*** Opening of Supplied records ***

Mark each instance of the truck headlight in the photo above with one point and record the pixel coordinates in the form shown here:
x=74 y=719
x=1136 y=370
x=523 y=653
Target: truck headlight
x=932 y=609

*** Close of Supplied records ***

# Description of the task
From beginning to end, the data must be duplicated exactly.

# Output for this task
Mark each instance of the truck headlight in the photo above with one point and record the pixel coordinates in the form shown here:
x=74 y=719
x=1136 y=370
x=523 y=653
Target: truck headlight
x=932 y=609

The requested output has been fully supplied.